Where the string "tight" occurs in a line of the data below, that line should be copied.

- _Stored data_:
※ ※ ※

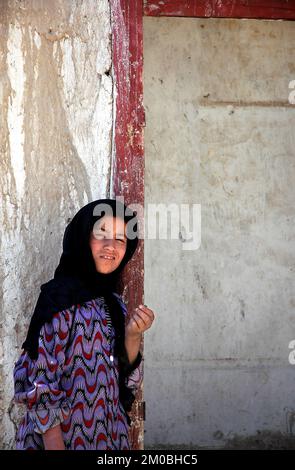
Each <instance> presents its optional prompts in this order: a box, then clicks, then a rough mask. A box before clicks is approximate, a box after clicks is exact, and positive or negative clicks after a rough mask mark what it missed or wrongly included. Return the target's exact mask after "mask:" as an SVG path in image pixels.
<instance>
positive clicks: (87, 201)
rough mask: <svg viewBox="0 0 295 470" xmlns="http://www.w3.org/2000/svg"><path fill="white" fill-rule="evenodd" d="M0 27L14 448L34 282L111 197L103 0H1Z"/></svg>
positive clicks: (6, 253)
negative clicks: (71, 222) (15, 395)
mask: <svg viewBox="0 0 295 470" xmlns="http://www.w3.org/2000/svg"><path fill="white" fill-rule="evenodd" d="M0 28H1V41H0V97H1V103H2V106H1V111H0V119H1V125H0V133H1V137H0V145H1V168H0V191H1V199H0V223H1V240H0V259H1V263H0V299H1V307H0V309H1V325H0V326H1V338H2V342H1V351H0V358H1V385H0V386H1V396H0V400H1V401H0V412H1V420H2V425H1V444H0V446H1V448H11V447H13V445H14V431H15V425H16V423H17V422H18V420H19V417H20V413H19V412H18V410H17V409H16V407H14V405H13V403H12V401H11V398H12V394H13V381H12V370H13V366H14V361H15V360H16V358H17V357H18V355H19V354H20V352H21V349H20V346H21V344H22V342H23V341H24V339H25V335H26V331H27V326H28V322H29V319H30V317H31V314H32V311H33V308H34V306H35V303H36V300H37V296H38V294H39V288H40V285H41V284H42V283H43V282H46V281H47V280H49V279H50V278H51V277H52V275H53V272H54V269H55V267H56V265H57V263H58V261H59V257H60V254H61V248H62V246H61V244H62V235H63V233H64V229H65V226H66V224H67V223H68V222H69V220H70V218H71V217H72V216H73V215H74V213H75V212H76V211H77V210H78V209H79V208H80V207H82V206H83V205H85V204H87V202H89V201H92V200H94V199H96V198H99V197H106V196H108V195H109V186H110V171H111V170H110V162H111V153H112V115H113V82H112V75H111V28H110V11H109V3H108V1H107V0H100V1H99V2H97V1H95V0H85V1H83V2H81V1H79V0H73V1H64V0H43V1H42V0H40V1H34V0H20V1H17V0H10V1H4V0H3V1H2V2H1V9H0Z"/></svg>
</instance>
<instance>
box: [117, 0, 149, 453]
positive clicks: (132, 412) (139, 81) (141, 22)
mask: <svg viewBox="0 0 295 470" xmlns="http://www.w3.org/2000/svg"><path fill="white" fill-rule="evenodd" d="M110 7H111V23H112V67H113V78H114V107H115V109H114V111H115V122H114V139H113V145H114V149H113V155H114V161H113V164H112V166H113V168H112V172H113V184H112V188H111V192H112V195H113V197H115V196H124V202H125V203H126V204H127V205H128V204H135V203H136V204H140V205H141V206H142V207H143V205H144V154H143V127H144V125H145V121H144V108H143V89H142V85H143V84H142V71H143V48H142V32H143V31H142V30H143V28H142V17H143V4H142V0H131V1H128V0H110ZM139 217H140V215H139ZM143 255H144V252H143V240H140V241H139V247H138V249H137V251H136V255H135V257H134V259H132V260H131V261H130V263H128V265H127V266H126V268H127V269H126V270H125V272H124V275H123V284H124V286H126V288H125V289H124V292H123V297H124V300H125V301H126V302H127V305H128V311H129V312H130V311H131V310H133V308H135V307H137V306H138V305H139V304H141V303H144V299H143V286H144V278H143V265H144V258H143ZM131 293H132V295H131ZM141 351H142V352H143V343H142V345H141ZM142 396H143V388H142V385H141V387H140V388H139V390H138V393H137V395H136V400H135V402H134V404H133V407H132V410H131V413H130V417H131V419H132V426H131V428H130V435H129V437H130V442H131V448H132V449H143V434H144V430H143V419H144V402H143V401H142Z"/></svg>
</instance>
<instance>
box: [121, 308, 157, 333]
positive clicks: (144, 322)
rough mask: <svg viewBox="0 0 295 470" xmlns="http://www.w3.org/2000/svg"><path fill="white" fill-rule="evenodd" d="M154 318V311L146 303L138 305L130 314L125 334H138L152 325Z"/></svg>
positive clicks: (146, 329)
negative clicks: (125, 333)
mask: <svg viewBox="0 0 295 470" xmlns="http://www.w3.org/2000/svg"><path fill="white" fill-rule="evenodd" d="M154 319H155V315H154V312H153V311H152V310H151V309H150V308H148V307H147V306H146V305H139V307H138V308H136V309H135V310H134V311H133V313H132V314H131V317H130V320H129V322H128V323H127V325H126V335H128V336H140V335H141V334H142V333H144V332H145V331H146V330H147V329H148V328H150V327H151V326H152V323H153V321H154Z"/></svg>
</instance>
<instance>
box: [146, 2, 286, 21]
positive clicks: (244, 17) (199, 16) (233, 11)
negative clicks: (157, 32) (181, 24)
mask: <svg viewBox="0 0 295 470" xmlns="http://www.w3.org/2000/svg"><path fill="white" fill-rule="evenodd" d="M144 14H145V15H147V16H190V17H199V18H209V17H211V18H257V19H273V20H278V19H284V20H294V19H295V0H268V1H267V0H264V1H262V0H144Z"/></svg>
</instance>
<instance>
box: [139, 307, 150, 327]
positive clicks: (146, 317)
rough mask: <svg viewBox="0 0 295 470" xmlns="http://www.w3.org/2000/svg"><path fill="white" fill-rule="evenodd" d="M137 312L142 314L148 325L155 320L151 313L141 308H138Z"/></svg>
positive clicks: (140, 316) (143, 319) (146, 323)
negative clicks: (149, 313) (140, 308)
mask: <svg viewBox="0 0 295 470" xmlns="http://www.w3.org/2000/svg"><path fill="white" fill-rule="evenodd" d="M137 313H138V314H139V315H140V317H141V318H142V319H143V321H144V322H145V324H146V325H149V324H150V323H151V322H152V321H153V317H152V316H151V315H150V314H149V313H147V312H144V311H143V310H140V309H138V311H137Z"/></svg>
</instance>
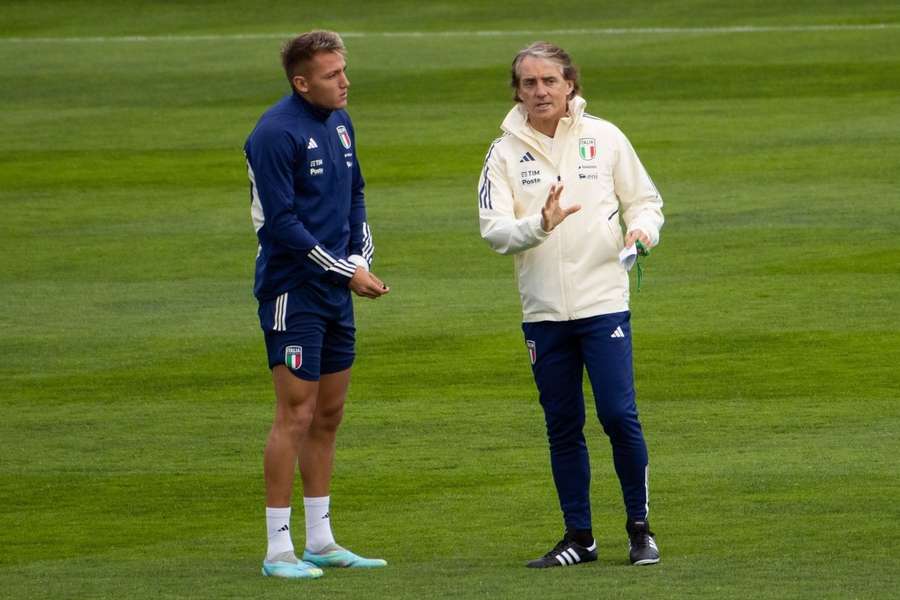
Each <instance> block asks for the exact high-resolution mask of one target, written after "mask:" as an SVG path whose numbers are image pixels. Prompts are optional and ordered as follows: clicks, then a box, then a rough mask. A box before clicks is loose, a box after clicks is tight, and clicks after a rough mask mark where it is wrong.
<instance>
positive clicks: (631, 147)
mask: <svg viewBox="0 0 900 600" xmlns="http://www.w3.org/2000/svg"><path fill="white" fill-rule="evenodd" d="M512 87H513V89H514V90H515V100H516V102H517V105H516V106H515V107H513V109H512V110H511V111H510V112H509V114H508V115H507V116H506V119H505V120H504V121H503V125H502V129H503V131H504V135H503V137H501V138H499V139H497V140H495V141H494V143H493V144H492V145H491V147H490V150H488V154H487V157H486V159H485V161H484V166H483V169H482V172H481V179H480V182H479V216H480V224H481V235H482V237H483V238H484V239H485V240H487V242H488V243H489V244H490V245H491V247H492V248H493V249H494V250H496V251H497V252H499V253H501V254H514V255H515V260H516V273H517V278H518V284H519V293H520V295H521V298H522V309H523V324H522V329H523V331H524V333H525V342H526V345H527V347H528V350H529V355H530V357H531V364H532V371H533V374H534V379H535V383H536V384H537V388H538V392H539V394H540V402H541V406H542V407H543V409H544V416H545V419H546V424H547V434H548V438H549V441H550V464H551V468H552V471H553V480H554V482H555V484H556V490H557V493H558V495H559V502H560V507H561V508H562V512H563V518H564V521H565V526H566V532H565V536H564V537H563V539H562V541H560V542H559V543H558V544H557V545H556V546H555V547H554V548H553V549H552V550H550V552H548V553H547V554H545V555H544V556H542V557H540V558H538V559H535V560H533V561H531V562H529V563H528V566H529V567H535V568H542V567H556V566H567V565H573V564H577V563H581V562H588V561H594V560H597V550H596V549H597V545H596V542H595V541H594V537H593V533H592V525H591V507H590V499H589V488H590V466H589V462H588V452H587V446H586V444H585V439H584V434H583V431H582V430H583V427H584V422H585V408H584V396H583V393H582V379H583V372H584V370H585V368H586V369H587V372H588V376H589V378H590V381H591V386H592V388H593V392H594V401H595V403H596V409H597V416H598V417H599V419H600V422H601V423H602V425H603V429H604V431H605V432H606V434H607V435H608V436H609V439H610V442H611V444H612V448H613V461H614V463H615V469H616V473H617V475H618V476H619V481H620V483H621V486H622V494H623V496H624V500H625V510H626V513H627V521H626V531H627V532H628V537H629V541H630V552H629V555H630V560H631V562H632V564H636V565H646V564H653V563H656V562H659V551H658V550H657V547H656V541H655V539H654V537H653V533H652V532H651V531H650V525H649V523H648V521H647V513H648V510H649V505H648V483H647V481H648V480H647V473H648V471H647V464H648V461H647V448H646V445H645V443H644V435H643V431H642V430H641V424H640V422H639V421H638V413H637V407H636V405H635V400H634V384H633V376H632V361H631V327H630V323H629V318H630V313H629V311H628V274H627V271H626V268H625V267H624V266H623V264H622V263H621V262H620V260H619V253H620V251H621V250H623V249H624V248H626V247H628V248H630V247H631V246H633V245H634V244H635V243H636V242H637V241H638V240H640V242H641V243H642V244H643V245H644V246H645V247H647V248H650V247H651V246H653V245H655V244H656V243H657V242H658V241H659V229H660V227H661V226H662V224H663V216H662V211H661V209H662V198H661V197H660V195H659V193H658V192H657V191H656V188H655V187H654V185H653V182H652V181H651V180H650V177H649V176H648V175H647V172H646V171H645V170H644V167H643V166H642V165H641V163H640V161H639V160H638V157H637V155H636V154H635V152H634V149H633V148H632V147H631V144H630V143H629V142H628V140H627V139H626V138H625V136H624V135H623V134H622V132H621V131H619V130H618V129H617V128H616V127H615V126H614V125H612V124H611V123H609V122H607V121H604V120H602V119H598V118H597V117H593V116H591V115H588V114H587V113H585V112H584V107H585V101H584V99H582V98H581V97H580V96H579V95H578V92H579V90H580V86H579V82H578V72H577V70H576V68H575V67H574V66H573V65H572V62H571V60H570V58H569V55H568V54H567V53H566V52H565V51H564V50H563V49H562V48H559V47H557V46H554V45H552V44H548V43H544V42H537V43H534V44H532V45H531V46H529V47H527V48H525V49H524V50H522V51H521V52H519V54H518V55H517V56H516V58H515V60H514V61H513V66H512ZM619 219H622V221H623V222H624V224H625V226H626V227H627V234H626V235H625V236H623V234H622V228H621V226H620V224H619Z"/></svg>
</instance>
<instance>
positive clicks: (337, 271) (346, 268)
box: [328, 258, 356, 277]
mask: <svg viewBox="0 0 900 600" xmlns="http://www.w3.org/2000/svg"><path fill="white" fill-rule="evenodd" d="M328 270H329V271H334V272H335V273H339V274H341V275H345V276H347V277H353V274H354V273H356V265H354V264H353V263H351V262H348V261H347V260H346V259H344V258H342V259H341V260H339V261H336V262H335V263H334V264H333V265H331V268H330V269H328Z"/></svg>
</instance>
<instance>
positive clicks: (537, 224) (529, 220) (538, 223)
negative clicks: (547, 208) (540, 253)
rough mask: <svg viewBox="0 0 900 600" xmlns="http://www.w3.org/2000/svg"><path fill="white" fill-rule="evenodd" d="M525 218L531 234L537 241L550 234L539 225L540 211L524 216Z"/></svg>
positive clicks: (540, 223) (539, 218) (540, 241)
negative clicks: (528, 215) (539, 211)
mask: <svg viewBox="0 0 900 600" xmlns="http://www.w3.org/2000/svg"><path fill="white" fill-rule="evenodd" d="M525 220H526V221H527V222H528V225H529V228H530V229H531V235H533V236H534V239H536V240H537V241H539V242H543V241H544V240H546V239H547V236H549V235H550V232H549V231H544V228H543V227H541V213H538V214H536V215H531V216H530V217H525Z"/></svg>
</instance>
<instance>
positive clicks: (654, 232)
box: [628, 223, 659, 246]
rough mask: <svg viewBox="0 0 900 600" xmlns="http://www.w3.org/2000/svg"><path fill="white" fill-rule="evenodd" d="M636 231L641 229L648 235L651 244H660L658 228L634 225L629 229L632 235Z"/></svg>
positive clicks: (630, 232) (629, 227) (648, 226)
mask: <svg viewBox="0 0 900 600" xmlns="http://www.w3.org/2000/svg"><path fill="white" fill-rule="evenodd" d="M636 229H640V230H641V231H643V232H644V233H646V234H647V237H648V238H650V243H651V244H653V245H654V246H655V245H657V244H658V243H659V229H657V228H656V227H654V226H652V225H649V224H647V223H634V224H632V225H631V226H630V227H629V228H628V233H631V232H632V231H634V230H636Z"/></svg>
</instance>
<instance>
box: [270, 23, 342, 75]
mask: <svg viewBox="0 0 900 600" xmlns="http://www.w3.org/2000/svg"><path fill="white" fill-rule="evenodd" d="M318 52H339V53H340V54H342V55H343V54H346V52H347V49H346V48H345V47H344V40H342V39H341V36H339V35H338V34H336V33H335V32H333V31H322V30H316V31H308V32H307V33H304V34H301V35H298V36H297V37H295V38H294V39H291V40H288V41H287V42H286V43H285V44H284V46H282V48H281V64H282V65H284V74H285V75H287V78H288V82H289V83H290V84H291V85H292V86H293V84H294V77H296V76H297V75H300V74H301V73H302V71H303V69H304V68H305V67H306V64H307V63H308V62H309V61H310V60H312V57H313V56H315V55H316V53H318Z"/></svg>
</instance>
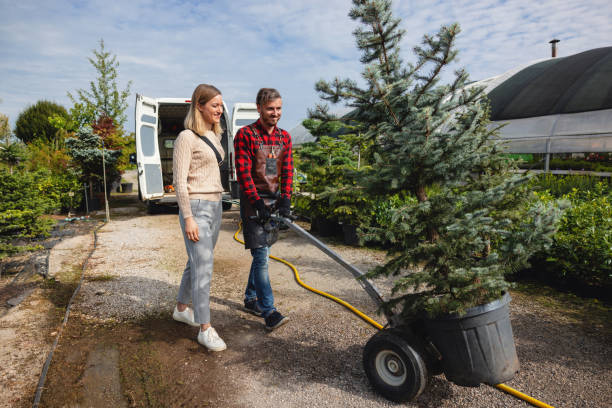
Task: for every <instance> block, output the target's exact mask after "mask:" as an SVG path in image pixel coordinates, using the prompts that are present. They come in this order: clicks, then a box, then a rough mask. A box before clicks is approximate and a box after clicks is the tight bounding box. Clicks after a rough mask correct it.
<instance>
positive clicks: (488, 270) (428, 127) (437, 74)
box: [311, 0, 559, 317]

※ ※ ※

- _Answer to the exercise_:
Each <instance> block asks for the exact high-resolution mask of one target, written after "mask:" as an SVG path whose numbers are image pixels. Prompts are optional and ordered as follows: clicks, then a box, then a rough mask. A box before clicks is loose, a box after clicks is tight, and clicks after a rough mask mark where it is wrong.
Task: for every <instance> block, output the target's exact mask after "mask:" as an SVG path in image pixel coordinates, using the prompts that are present. They come in this order: clicks, then a box, then a rough mask. A box before clicks is approximate and a box after clicks is the tight bounding box. Clicks after a rough mask correct it.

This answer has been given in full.